■ Exercise inputs
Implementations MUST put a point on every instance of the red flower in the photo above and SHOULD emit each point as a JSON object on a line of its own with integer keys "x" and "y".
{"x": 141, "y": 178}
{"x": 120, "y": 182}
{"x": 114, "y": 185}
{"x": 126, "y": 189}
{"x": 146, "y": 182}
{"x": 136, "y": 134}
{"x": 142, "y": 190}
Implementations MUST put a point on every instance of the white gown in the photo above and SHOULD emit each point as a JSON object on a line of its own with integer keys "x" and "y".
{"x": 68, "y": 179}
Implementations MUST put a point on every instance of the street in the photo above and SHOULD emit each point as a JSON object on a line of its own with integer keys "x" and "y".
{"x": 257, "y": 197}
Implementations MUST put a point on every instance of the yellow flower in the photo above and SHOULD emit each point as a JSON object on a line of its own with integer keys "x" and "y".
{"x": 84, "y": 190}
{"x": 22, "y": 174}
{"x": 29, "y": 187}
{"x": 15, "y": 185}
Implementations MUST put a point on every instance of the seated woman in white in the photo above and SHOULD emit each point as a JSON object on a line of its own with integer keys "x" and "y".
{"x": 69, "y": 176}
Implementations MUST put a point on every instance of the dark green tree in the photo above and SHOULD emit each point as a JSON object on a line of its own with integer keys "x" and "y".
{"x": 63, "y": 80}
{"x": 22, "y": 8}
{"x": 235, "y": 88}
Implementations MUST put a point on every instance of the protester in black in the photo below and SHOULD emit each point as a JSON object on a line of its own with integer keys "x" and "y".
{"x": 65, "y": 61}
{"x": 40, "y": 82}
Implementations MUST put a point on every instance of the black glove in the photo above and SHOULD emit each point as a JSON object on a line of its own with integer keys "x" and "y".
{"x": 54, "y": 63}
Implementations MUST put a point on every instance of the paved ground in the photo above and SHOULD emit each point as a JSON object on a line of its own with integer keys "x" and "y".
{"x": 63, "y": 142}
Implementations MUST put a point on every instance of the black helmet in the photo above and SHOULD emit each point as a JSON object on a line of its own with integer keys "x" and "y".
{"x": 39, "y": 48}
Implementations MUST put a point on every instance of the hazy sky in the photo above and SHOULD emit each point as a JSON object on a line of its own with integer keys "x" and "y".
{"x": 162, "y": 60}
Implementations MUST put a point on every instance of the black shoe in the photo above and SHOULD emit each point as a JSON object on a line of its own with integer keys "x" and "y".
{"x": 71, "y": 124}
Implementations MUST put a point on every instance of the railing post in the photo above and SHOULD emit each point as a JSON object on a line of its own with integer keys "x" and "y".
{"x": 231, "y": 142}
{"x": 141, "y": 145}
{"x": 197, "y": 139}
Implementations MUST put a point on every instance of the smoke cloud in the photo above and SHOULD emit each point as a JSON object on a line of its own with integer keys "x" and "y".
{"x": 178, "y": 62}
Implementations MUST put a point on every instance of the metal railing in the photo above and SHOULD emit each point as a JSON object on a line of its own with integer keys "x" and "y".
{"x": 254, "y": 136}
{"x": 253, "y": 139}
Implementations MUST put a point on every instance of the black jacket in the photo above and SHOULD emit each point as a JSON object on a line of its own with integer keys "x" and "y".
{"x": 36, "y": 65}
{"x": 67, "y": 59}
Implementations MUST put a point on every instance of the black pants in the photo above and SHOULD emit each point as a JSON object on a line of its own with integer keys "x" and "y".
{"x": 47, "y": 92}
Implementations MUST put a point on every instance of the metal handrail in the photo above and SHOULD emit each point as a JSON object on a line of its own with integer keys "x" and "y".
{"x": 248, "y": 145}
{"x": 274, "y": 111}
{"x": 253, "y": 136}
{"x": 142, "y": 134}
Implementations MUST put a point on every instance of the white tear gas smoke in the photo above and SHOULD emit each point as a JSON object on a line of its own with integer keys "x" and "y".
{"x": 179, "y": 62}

■ Task requirements
All of the data above should be written out again word for word.

■ Expected answer
Implementations MUST put a point on every instance of the red flower in the photo above and SHOULD emit each point as a JSON object on a line of its own with integer keys "x" and "y".
{"x": 141, "y": 178}
{"x": 120, "y": 182}
{"x": 114, "y": 185}
{"x": 126, "y": 189}
{"x": 146, "y": 182}
{"x": 136, "y": 134}
{"x": 142, "y": 190}
Implementations MUST put a point on every instance of the white gown in the photo above and SHOULD emit each point as a JSON object on a line of its own with integer keys "x" and "y".
{"x": 68, "y": 179}
Implementations MUST put a point on every instance of the street in the photo above and SHOULD emit each point as a JSON object on a line of its own with integer keys "x" and "y".
{"x": 257, "y": 197}
Implementations MUST put a point on every instance of the yellow flower in the photo above and SHOULD emit each point as a JSON object on a line of its own with integer keys "x" and "y".
{"x": 84, "y": 190}
{"x": 22, "y": 174}
{"x": 29, "y": 187}
{"x": 15, "y": 185}
Implementations MUST put a point on every instance of the seated woman in white in the photo above and SHOULD emit each point as a JSON object on a line of its own with integer keys "x" and "y".
{"x": 69, "y": 176}
Implementations MUST put a point on every instance of the dark green tree in the photo above and SHOULD emit each point as a JSON object on a line of its own with integer keys "x" and "y".
{"x": 63, "y": 80}
{"x": 22, "y": 8}
{"x": 235, "y": 88}
Implementations MUST put a point on every instance of the protester in black in the photo below and SHOULD emit each point as a JSON object on a line of its own with integer keys "x" and "y".
{"x": 65, "y": 61}
{"x": 40, "y": 82}
Implementations MUST put a point on every instance of the black glove in the photo above and SHOULD emit each point as a JSON object on a line of its own with integer keys "x" and "y".
{"x": 54, "y": 63}
Implementations MUST put a point on every instance of the paved ground in the photo above and SHOULD emit each point as a JSON object on a line of its own with integer keys "x" and "y".
{"x": 63, "y": 142}
Implementations MUST put a point on every instance of the black helmet in the photo above and SHOULD emit each point as a JSON object on a line of its own with integer keys "x" and "y".
{"x": 39, "y": 48}
Implementations MUST put a point on every instance of the hazy sky in the photo above and SHOULD emit each point as a JSON object on a line of its own with integer keys "x" and "y".
{"x": 162, "y": 60}
Implementations MUST put a point on every instance of the black shoe in the photo above and SHOULD emit each point as a JSON object on a line of its own with integer keys "x" and "y".
{"x": 71, "y": 124}
Implementations MUST put a point on every instance of the railing post in the photo above and SHOULD emit each point as a JSON object on a line of its own with integer keys "x" and "y".
{"x": 231, "y": 142}
{"x": 141, "y": 145}
{"x": 197, "y": 139}
Implementations MUST put a point on every instance of the smoke cloud in the photo above and SHOULD emit each point as a JSON object on a line of its own with integer keys "x" and "y".
{"x": 178, "y": 62}
Implementations MUST put a point on every instance of the metal railing in the photo above and SHOULD emit each point as a JSON object on a line of its own with integer keys "x" and "y".
{"x": 254, "y": 136}
{"x": 253, "y": 139}
Implementations MUST put a point on every instance of the black jacket in the photo above and SHOULD emit each point as a JSON object on a line of its own with integer keys "x" and "y".
{"x": 36, "y": 65}
{"x": 67, "y": 59}
Implementations MUST put a point on every instance of the black pants in the photo above and SHOULD emit each point as a JSON object on a line of its own with integer keys "x" and "y".
{"x": 47, "y": 92}
Implementations MUST put a point on every instance of the metal handrail in the photo above and SHOULD emit each point as a JSON object on a line of its own with integer keys "x" and "y".
{"x": 248, "y": 145}
{"x": 274, "y": 111}
{"x": 253, "y": 136}
{"x": 142, "y": 134}
Implementations MUST put a point on every instance of the white tear gas smoke in the photo above and SHOULD emit each point as a JSON object on a line of its own with integer keys "x" and "y".
{"x": 179, "y": 62}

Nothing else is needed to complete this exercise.